▶ Information shown
══════════════════════════════

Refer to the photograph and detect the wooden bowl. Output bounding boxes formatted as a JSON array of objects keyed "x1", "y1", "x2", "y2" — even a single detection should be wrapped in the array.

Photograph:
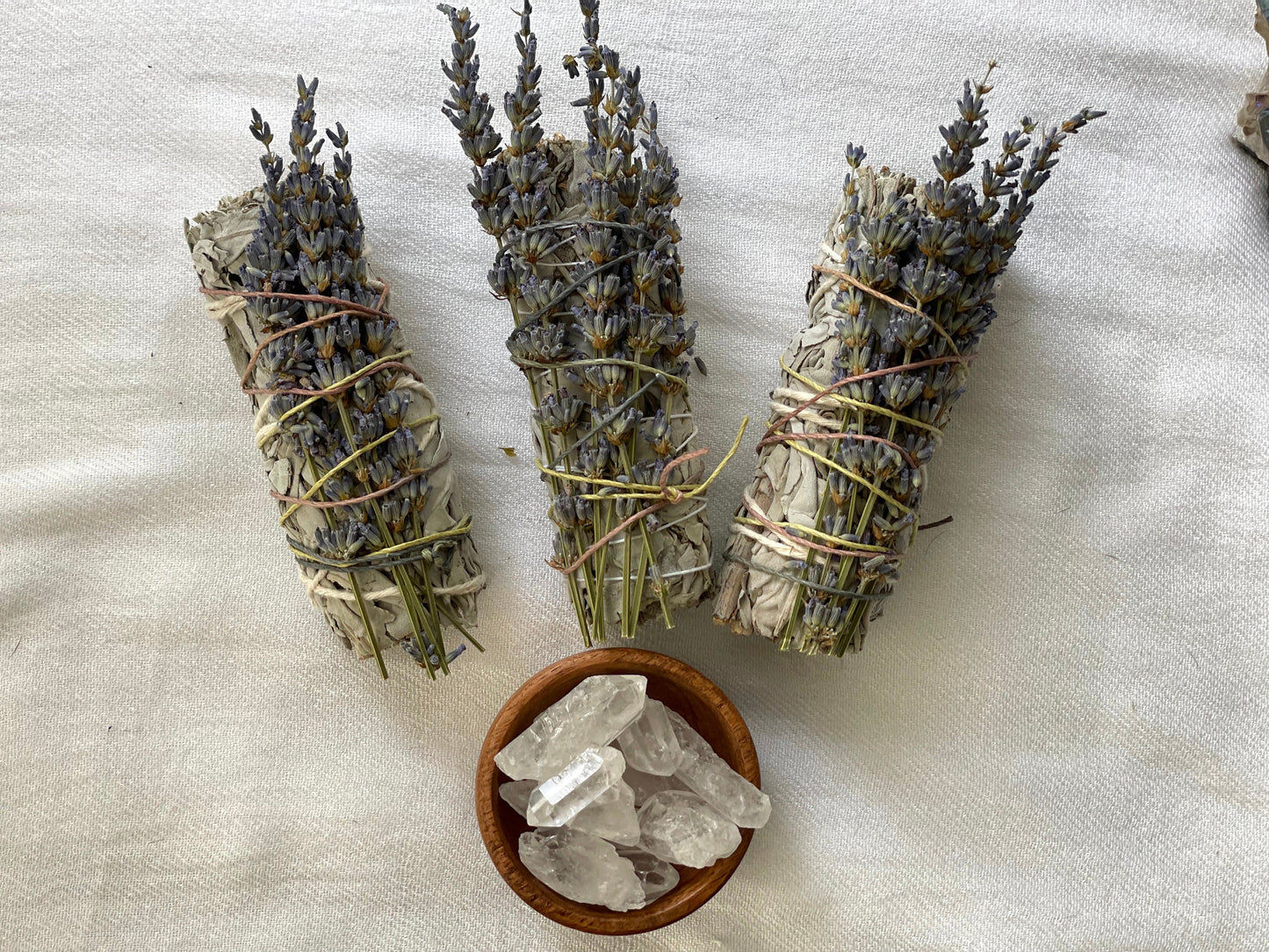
[{"x1": 476, "y1": 647, "x2": 761, "y2": 935}]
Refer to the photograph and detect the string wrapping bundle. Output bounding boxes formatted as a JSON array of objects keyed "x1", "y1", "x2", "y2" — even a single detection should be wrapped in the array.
[
  {"x1": 715, "y1": 70, "x2": 1103, "y2": 656},
  {"x1": 440, "y1": 0, "x2": 730, "y2": 645},
  {"x1": 185, "y1": 79, "x2": 485, "y2": 676}
]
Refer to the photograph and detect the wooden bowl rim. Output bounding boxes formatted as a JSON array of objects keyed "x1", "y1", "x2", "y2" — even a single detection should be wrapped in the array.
[{"x1": 476, "y1": 647, "x2": 761, "y2": 935}]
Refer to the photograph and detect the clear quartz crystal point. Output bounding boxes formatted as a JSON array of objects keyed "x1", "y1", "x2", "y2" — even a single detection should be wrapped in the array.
[
  {"x1": 616, "y1": 847, "x2": 679, "y2": 903},
  {"x1": 520, "y1": 827, "x2": 647, "y2": 912},
  {"x1": 624, "y1": 763, "x2": 687, "y2": 806},
  {"x1": 524, "y1": 747, "x2": 625, "y2": 826},
  {"x1": 616, "y1": 698, "x2": 682, "y2": 777},
  {"x1": 568, "y1": 782, "x2": 639, "y2": 847},
  {"x1": 497, "y1": 781, "x2": 538, "y2": 816},
  {"x1": 494, "y1": 674, "x2": 647, "y2": 781},
  {"x1": 667, "y1": 710, "x2": 772, "y2": 829},
  {"x1": 638, "y1": 790, "x2": 739, "y2": 867}
]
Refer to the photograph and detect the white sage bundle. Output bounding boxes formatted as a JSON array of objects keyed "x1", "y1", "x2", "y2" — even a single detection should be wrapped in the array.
[
  {"x1": 440, "y1": 0, "x2": 730, "y2": 645},
  {"x1": 1236, "y1": 0, "x2": 1269, "y2": 165},
  {"x1": 185, "y1": 79, "x2": 485, "y2": 678},
  {"x1": 715, "y1": 69, "x2": 1101, "y2": 655}
]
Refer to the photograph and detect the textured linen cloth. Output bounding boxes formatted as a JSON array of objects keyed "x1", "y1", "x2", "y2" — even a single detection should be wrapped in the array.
[{"x1": 0, "y1": 0, "x2": 1269, "y2": 952}]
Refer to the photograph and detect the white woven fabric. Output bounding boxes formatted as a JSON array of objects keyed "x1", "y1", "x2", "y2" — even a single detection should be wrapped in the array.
[{"x1": 0, "y1": 0, "x2": 1269, "y2": 952}]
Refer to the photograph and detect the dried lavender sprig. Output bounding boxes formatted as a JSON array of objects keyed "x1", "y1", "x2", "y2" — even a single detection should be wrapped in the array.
[
  {"x1": 439, "y1": 0, "x2": 712, "y2": 644},
  {"x1": 189, "y1": 77, "x2": 484, "y2": 676},
  {"x1": 715, "y1": 63, "x2": 1104, "y2": 655}
]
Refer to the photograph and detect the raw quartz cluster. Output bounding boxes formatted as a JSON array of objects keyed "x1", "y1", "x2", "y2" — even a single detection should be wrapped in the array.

══════════════════════════════

▶ Short exercise
Format each line above as an entry in a JSON list of strings, skipping blank lines and leaving out the pictures.

▶ Exercise output
[
  "Refer to the photograph and detect the wooden bowl. Output bounding boxes formatted as a JSON array of objects keyed \"x1\", \"y1\", \"x2\", \"y2\" — even a single detection should be wrapped in the array.",
  "Photograph:",
  "[{\"x1\": 476, \"y1\": 647, \"x2\": 761, \"y2\": 935}]",
  "Refer to the photograph and detect the string wrapping bundle. Output bounding boxes formatted as a JSON array of objects keyed \"x1\", \"y1\", \"x2\", \"y2\" — even a single detection should be wrapped in the array.",
  "[",
  "  {\"x1\": 715, \"y1\": 70, \"x2\": 1103, \"y2\": 656},",
  "  {\"x1\": 440, \"y1\": 0, \"x2\": 730, \"y2\": 645},",
  "  {\"x1\": 185, \"y1\": 79, \"x2\": 485, \"y2\": 676}",
  "]",
  "Refer to the photograph and detect the wooden bowl rim. Output bounding boxes formatted as a JSON array of objects keyed \"x1\", \"y1\", \"x2\", \"y2\" — even a single detection should be wrapped in the array.",
  "[{\"x1\": 476, \"y1\": 647, \"x2\": 761, \"y2\": 935}]",
  "Refer to the photograph and detect the clear quartz crystal point. Output bounding boxes formatted as a JSON array of objects keyed \"x1\", \"y1\", \"x2\", \"y2\" — even a single detection should be wrapped in the array.",
  "[",
  "  {\"x1\": 616, \"y1\": 847, \"x2\": 679, \"y2\": 903},",
  "  {\"x1\": 520, \"y1\": 827, \"x2\": 647, \"y2\": 912},",
  "  {\"x1\": 624, \"y1\": 763, \"x2\": 687, \"y2\": 806},",
  "  {\"x1\": 524, \"y1\": 747, \"x2\": 625, \"y2\": 826},",
  "  {\"x1\": 616, \"y1\": 698, \"x2\": 682, \"y2\": 777},",
  "  {\"x1\": 568, \"y1\": 782, \"x2\": 639, \"y2\": 847},",
  "  {\"x1\": 497, \"y1\": 781, \"x2\": 538, \"y2\": 816},",
  "  {\"x1\": 494, \"y1\": 674, \"x2\": 647, \"y2\": 781},",
  "  {\"x1\": 667, \"y1\": 710, \"x2\": 772, \"y2\": 829},",
  "  {\"x1\": 638, \"y1\": 790, \"x2\": 739, \"y2\": 867}",
  "]",
  "Refer to the photograph and detect the white sage bundle. Output bounding boxes formatted as a JSON array of objects keyed \"x1\", \"y1\", \"x2\", \"y2\" — even a single detection should be wrapped in the array.",
  "[",
  "  {\"x1\": 440, \"y1\": 0, \"x2\": 730, \"y2\": 645},",
  "  {\"x1\": 1236, \"y1\": 0, \"x2\": 1269, \"y2\": 165},",
  "  {\"x1\": 185, \"y1\": 79, \"x2\": 485, \"y2\": 678},",
  "  {\"x1\": 715, \"y1\": 69, \"x2\": 1101, \"y2\": 655}",
  "]",
  "Refer to the photograph and detect the textured linen cloth. Output bounding boxes formatted as a JSON array of objects keyed \"x1\", \"y1\", \"x2\", \"y2\" — even a single detection should be wrapped in the array.",
  "[{\"x1\": 0, \"y1\": 0, \"x2\": 1269, \"y2\": 952}]",
  "Refer to the photograph and detect the white woven fabric. Output bounding boxes formatted as a JSON array of objects keyed \"x1\", \"y1\", \"x2\", \"y2\" — even a single detection should be wrapped in the array.",
  "[{\"x1\": 0, \"y1\": 0, \"x2\": 1269, \"y2\": 952}]",
  "Refer to the photograph and detect the dried lavender sprig. Output bounding boxes formatted as a JSON array of objects keyed \"x1\", \"y1\", \"x2\", \"y2\" — even a single detection should be wrapped in the array.",
  "[",
  "  {\"x1\": 439, \"y1\": 0, \"x2\": 712, \"y2\": 644},",
  "  {\"x1\": 189, \"y1\": 77, \"x2\": 484, \"y2\": 676},",
  "  {\"x1\": 715, \"y1\": 63, \"x2\": 1104, \"y2\": 655}",
  "]",
  "Refer to the photograph and detect the raw quartz cluster. Output bounding boxes formatted as a JSON array of objects keyed \"x1\", \"y1\", \"x2\", \"y2\" — even a single detection should be wrapped in the array."
]